Aim
Return all the data, word for word.

Records for processing

::::

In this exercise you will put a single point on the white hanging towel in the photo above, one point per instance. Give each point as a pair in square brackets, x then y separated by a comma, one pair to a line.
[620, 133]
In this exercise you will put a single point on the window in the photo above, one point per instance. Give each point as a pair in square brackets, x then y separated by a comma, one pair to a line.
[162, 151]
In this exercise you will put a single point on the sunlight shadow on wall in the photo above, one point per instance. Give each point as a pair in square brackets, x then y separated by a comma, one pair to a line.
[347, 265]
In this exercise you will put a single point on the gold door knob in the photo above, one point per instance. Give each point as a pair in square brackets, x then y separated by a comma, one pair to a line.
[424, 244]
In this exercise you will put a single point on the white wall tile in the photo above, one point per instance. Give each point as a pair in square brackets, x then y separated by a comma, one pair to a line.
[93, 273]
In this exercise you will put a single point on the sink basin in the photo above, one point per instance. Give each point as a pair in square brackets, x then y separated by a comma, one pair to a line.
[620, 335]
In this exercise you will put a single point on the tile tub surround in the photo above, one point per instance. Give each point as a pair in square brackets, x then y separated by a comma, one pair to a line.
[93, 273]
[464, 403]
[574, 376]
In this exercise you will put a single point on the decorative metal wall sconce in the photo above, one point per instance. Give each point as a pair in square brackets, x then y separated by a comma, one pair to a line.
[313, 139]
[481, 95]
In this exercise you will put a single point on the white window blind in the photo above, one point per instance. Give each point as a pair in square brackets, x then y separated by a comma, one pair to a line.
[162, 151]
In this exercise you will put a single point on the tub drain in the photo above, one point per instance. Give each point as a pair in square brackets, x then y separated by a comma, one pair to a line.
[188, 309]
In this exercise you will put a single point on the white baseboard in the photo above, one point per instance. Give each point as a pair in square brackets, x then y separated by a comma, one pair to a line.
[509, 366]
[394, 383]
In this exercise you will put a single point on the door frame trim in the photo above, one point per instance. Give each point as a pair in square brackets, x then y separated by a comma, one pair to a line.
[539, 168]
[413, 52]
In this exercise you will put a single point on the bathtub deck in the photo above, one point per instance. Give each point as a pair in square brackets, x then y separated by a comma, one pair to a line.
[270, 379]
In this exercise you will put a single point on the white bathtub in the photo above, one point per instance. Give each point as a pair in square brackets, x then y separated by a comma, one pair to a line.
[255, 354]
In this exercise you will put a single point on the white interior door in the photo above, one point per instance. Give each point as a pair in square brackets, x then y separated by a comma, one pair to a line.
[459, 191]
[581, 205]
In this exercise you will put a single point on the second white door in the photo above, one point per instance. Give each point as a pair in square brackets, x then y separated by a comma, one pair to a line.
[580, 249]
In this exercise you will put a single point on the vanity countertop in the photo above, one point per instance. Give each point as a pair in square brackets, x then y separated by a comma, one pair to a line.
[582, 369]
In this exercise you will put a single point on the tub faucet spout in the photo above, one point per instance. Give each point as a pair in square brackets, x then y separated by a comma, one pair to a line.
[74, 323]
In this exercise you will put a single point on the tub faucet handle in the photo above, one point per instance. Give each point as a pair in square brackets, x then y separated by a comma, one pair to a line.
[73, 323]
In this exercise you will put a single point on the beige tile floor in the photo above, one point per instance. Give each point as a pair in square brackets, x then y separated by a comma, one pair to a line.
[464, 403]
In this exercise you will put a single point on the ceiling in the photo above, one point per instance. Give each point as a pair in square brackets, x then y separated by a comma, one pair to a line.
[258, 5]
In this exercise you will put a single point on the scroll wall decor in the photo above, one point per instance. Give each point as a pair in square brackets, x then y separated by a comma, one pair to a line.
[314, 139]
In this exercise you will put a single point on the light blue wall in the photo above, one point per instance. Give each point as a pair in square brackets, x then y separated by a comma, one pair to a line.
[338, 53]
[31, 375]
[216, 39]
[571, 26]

::::

Complete answer
In this exercise you will put a single point on the white hanging towel in the photo above, one point per instance. Give each point as a pair in square brackets, x then y separated by a comma, one pair to a line.
[620, 133]
In this exercise you will put a single point on the window in the photo above, one point per instance. Give each point as a pair in square brackets, x then y separated by a comma, one pair to a line.
[162, 151]
In this exercise you will put a single point on the sunlight shadow on wall in the photo above, one point per instance. Give each point as a pair in square brackets, x then y separated by a comma, one pair to a line.
[347, 265]
In this exercise you will put a single point on the gold door knob in the photo above, one point per instance. Give each point as a pair in square brackets, x then y separated by a comma, one pair to a line.
[424, 244]
In this exercise you will put a single point on the white wall tile in the photo above, one point per instance. Give each point as a pair in square brackets, x then y separated by a comma, one pair to a line.
[93, 273]
In this exercise you will put a single point on the sink basin in the photo above, one point per instance. Give each point as a pair in square brackets, x then y separated by a comma, one pair to a line.
[620, 335]
In this exercise you will put a single point on the tile tub surround in the photo above, one point per instance. Give each point as a pair in square brackets, x then y separated by a comma, one pair to a line.
[93, 273]
[464, 403]
[574, 376]
In this exercise you will put a single point on the decorative metal wall sconce in the photo above, one point per instance. Give each point as a pair in square brackets, x then y separated by a comma, one pair to a line.
[313, 139]
[481, 95]
In this exercise you will put a single point on the white window blind in the photo above, one point per instance. Give each point as a pair in square brackets, x then y separated by a comma, one pair to a line.
[162, 151]
In this exercise you will put a single point on the tub drain in the photo above, one point per instance. Give each point as a pair in square brackets, x then y separated by a comma, one pair to a line.
[188, 309]
In this exercise you will put a single point on the white baseboard in the photo above, one point per instance. Give each point as a pair in square brackets, x then y separated by a comma, one pair to a line.
[509, 366]
[394, 383]
In this exercise you will put a single point on the door frame trim in the photo above, one point per instance. Give each point as a pair in square brackets, x then y separated by a comma, one pair to a line.
[539, 168]
[413, 52]
In this exercise you will put a single point on the bathtub deck in the photo above, one point per instance. Give each point as a pair in square brackets, x then y separated by a comma, one pair to a line.
[270, 379]
In this exercise you will put a single point on the white bathtub in the photo above, one point per instance. Give each point as a pair in square brackets, x then y separated by a comma, one pair to a line.
[255, 354]
In this exercise you will put a single point on the white interior door in the photo above, one point per instance. Give each point as a pair in square brackets, x then y separated by a comma, one pair to a line.
[459, 191]
[581, 205]
In this exercise you will put a single point on the second white door in the photo above, one point per instance. Give each point as a pair in square brackets, x then y separated by a comma, one pair to a line.
[580, 249]
In this exercise you will put a single point on the vanity countertop in the photo above, one point per instance. Give each point as a pair in square brackets, x then y separated by a comma, one pair to a line.
[582, 369]
In this exercise you will put a single point on the tub faucet spout in the photo above, one point per instance. Give each point as a pair in square brackets, x then y separated by a comma, one pair to a line.
[74, 323]
In this exercise you will put a single point on the tub faucet handle in the photo above, one point per instance. Give each point as a pair in square brackets, x then y separated by a comma, one pair to a line.
[73, 323]
In this exercise you will put a single point on the beige tile floor in the photo above, one point per instance. Give each point as a pair in square brackets, x then y separated by a comma, one pair to a line.
[464, 403]
In this exercise you will put a single point on the ceiling in the photo above, one point per instance. Give each point as a pair in square brackets, x then y separated by a comma, one pair to a line.
[258, 5]
In this exercise you will put a single point on the scroll wall decor in the photo above, one point per instance. Give each point as a pair in square brackets, x then y separated by a comma, one pair to a line.
[314, 139]
In this exercise you will put a single point on the light blue wall in the photo above, one point per instance. Give each point as a pair in square brackets, x then y separated by a comma, one pair to a line.
[338, 53]
[31, 375]
[216, 39]
[571, 26]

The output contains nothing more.